**TEXT SHOWN**
*****

Kristen Stewart interview: Twilight star talks new film Clouds of Sils Maria, tattoos and the dark side of celebrity
Twilight made Kristen Stewart one of the most recognizable people on the planet.
It helped that life also mirrored art; as the onscreen relationship between Bella Swan and Edward Cullen developed so too did that of Stewart and her British co-star Robert Pattinson. They even got abbreviated nicknames – the ultimate celebrity status symbol – and the internet was alive with talk of K-Stew and R-Pattz. What will happen when Twilight ends, fans wonder. The answer was a very public break-up, seemingly precipitated by Stewart being photographed kissing Rupert Sanders, her British director on Snow White and the Huntsman.

*****

**RECORDS SUPPLIED**
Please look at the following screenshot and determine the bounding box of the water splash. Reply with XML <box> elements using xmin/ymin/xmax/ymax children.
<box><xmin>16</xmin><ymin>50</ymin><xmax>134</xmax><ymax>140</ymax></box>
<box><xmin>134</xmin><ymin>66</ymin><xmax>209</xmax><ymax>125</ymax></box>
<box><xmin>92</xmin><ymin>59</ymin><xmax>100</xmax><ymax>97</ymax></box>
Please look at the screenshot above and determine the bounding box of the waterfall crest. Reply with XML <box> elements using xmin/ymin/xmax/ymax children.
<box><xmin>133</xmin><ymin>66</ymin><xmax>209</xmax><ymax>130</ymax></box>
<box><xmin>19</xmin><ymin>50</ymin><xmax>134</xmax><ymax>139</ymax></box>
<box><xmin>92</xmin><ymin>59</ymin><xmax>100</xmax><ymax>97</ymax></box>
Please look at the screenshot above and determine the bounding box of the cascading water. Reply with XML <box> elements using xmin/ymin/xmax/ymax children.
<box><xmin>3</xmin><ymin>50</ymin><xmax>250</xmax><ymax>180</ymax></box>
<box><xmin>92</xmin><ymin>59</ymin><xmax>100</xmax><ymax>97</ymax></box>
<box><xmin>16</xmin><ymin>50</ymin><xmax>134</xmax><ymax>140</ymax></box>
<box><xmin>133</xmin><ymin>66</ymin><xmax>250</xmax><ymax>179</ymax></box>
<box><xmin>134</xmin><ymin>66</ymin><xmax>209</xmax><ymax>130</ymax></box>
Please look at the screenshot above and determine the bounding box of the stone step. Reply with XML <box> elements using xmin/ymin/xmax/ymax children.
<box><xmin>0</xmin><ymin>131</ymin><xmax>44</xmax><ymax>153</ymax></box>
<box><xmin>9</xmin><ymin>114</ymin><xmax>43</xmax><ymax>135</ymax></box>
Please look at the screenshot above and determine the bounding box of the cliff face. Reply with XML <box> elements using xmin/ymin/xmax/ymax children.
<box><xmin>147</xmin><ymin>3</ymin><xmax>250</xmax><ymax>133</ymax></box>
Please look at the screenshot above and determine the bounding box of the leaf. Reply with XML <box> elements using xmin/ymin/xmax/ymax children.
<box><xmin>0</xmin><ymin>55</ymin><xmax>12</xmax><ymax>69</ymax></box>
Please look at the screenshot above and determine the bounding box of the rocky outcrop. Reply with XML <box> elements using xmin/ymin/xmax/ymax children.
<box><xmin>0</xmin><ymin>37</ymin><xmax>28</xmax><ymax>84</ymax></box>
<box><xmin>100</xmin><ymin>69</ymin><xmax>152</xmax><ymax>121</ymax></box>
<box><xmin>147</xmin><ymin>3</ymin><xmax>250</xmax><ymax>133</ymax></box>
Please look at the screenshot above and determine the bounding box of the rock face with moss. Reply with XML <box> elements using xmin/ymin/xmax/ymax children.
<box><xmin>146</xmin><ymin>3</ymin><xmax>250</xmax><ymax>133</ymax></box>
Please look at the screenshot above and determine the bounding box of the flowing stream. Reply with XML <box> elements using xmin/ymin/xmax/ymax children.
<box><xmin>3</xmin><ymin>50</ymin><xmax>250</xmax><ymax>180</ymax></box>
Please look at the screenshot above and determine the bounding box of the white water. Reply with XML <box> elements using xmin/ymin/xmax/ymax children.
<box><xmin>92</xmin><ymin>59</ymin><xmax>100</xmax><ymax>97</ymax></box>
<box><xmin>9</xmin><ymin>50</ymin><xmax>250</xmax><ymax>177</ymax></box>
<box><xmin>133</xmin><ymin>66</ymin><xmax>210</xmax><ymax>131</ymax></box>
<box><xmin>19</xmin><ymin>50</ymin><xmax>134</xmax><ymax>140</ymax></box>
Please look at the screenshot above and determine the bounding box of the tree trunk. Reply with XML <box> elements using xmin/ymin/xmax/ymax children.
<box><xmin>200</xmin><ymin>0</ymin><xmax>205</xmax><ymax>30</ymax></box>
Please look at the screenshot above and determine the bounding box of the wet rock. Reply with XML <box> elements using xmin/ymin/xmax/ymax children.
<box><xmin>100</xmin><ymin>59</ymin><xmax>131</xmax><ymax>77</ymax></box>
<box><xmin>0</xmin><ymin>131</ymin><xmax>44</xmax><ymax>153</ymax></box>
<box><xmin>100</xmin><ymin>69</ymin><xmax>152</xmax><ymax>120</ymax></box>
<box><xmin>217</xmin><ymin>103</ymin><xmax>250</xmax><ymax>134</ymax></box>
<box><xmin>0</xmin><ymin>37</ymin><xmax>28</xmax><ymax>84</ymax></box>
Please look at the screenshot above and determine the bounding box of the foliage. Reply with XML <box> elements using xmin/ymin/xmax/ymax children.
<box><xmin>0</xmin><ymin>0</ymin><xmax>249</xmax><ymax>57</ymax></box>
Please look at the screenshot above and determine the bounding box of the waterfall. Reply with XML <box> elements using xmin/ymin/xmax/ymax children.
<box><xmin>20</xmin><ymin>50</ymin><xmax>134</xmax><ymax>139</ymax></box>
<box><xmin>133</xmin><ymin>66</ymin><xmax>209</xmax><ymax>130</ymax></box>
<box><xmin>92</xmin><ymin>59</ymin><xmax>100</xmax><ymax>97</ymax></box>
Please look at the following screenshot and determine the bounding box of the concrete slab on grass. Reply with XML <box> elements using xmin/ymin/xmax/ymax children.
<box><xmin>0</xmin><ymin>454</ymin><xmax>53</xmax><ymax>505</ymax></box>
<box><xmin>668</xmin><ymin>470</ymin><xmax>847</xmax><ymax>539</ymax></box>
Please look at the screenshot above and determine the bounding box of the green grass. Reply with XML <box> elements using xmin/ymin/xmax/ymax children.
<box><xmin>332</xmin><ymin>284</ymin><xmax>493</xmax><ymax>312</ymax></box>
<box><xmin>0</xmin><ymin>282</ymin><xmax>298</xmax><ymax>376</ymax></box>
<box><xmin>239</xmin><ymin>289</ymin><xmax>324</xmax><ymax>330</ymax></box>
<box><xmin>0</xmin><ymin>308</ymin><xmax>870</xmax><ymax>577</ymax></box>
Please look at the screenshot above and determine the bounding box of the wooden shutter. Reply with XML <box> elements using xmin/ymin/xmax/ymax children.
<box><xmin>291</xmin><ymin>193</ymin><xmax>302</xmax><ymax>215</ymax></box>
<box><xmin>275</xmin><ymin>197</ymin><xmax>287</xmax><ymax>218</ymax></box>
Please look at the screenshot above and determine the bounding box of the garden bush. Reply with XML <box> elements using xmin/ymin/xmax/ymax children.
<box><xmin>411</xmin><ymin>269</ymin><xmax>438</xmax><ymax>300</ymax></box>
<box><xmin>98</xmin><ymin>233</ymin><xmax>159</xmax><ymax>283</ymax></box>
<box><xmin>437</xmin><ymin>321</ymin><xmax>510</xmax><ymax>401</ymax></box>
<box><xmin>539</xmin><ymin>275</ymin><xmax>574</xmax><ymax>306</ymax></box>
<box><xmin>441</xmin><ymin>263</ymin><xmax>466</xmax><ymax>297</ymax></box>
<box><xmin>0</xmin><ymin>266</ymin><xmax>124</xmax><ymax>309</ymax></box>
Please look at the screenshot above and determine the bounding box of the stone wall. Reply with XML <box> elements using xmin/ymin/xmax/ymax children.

*****

Return, word for word, the part of the Kristen Stewart interview text above that opens with the words containing "Kristen Stewart interview: Twilight" and closes with "and the Huntsman.".

**RESPONSE**
Kristen Stewart interview: Twilight star talks new film Clouds of Sils Maria, tattoos and the dark side of celebrity
Twilight made Kristen Stewart one of the most recognizable people on the planet.
It helped that life also mirrored art; as the onscreen relationship between Bella Swan and Edward Cullen developed so too did that of Stewart and her British co-star Robert Pattinson. They even got abbreviated nicknames – the ultimate celebrity status symbol – and the internet was alive with talk of K-Stew and R-Pattz. What will happen when Twilight ends, fans wonder. The answer was a very public break-up, seemingly precipitated by Stewart being photographed kissing Rupert Sanders, her British director on Snow White and the Huntsman.